[Excerpts from a dataset on pointing at objects]
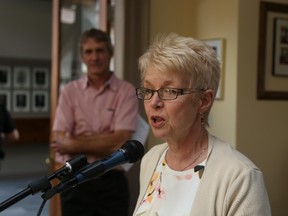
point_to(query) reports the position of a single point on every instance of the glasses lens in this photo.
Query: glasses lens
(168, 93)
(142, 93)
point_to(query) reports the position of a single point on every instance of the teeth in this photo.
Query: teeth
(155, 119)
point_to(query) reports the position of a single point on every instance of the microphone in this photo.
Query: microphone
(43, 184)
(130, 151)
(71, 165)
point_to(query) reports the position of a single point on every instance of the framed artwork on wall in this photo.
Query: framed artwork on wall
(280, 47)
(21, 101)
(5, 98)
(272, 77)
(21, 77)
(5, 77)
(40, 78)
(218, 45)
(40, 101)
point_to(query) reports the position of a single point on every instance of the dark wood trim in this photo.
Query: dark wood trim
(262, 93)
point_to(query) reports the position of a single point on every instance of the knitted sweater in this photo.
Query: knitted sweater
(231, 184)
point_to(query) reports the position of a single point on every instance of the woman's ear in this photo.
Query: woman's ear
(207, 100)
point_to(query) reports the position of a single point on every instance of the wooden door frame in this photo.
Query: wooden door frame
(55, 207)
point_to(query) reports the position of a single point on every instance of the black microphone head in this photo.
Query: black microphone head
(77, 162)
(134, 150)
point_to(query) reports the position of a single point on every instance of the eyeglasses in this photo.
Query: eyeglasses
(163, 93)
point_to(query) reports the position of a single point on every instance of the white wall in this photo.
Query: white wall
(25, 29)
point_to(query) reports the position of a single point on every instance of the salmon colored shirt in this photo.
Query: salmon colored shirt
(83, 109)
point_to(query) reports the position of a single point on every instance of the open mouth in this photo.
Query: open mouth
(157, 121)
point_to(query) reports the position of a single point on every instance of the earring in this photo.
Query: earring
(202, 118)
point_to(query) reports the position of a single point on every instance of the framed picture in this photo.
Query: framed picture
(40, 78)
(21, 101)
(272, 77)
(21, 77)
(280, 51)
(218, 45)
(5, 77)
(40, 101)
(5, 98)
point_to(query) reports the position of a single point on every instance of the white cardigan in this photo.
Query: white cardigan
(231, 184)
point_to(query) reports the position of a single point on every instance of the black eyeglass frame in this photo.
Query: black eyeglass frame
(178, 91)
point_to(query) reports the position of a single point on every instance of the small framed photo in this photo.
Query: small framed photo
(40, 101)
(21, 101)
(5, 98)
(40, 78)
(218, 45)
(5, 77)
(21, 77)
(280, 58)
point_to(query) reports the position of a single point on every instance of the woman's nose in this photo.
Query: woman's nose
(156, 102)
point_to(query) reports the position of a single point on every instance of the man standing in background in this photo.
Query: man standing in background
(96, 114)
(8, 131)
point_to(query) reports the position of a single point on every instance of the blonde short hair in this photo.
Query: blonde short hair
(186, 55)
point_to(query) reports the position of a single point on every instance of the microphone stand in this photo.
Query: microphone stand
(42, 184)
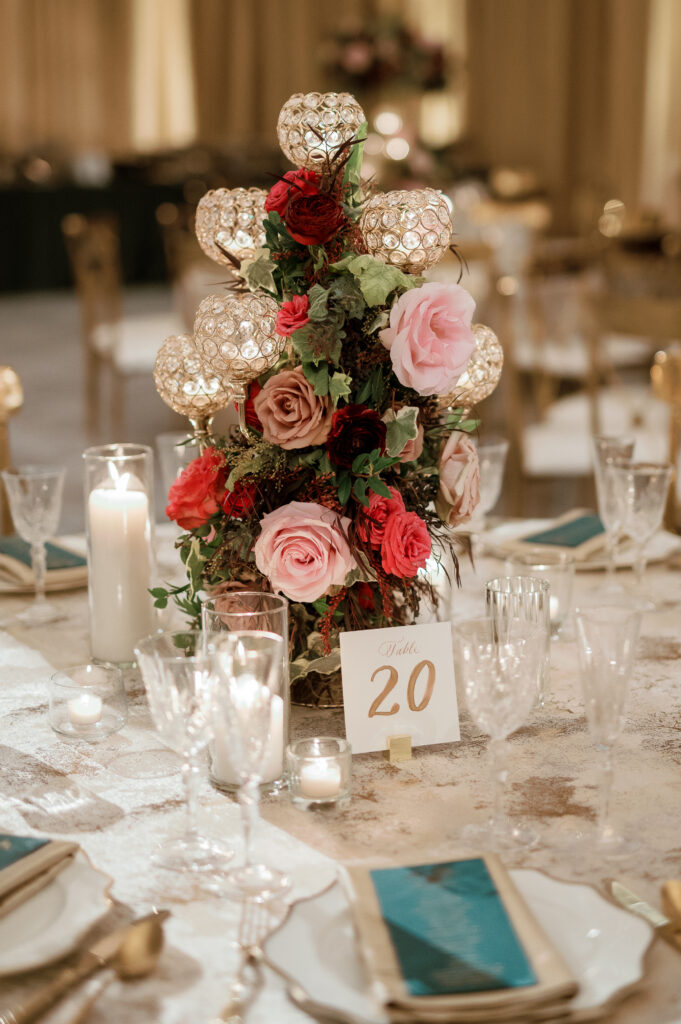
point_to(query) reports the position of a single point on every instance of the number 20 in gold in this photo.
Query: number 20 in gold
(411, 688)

WHAT YOU WILL DO
Return all the lines of the records above word for word, omitting the pictures.

SOLUTION TO THIS EXERCISE
point_to(query) reports the position of a single point on every instance of the glasses lens in this photo.
Query: glasses lens
(168, 93)
(142, 93)
point_to(query) reports the position of a single point on every instance of the teeth in this photo.
Query: teeth
(155, 119)
point_to(query) reports the position of a single point on every instance of the microphone in this photo.
Query: microphone
(43, 184)
(130, 151)
(71, 165)
point_to(query) reports the position of a single point on every instance of the framed artwork on wall in this photo.
Query: framed artwork on wall
(280, 47)
(21, 101)
(5, 98)
(272, 77)
(21, 77)
(5, 77)
(40, 78)
(218, 45)
(40, 101)
point_to(query) reports the position of a single point on every instance of the dark wood trim in this photo.
Query: dark wood trim
(262, 93)
point_to(query) reports the position of a single point on every instance of the knitted sweater in this photo.
Query: knitted sweater
(231, 184)
point_to(query) reports the position of a single point on every instance of the woman's ear in this photo.
Query: woman's ear
(207, 100)
point_to(query) reports the position of a single point on every instance of the wooden door frame in this photo.
Query: wooden door frame
(55, 207)
point_to(query) reports the position of a single point on every instance of the black microphone head in this photo.
Query: black microphone head
(77, 162)
(134, 150)
point_to(query) reports the position of a single point on every instance of the eyeglasses in this photo.
Query: eyeglasses
(163, 93)
point_to(query) reports the position of a single point on every instance of the white wall in this photo.
Query: white wall
(25, 29)
point_to(query) reports the position of a single point on every instance of the salmon colored shirt in this photo.
Query: salmon colored shirt
(83, 109)
point_to(query) reports the position of a single point on every instance of the open mouth in this photo.
Query: open mouth
(157, 121)
point_to(query) reports the position of a single point on every instance of the earring in this photo.
Query: earring
(202, 118)
point_to(query) reports the position of a single point on every instance of the framed picture in this photo.
Query: framed picture
(40, 78)
(21, 101)
(272, 77)
(21, 77)
(280, 51)
(218, 45)
(5, 77)
(40, 101)
(5, 98)
point_to(query) reports the position of a single point on every instance of the white cardigan in this photo.
Query: white cardigan
(231, 184)
point_to(query) reports the position of a single point on every instance of the black eyeglass frame in this photo.
Query: black eyeglass frame
(178, 91)
point_to(query) reports the position of a single point on every instance of the small framed photo in this photo.
Query: small framed photo
(40, 101)
(21, 101)
(5, 98)
(40, 78)
(218, 45)
(5, 77)
(21, 77)
(280, 58)
point_to(query) reports the position of a single point on every instance of the woman's nose in this photo.
Query: woman's nose
(156, 102)
point_to(query) reports the position of a single point on every instance of the man standing in background in this photo.
Query: man standing in background
(96, 114)
(8, 131)
point_to(query) reports the position of a single point on every instance of the blonde short hair in this photo.
Query: blonde short hair
(186, 55)
point_to(query) reports the position of a single point on every instance of the microphone stand in this photo.
Query: microphone stand
(42, 184)
point_to(query) reports the position of a single point on every instance of the number 20 in gold in this photo.
Query: number 20 in gold
(411, 688)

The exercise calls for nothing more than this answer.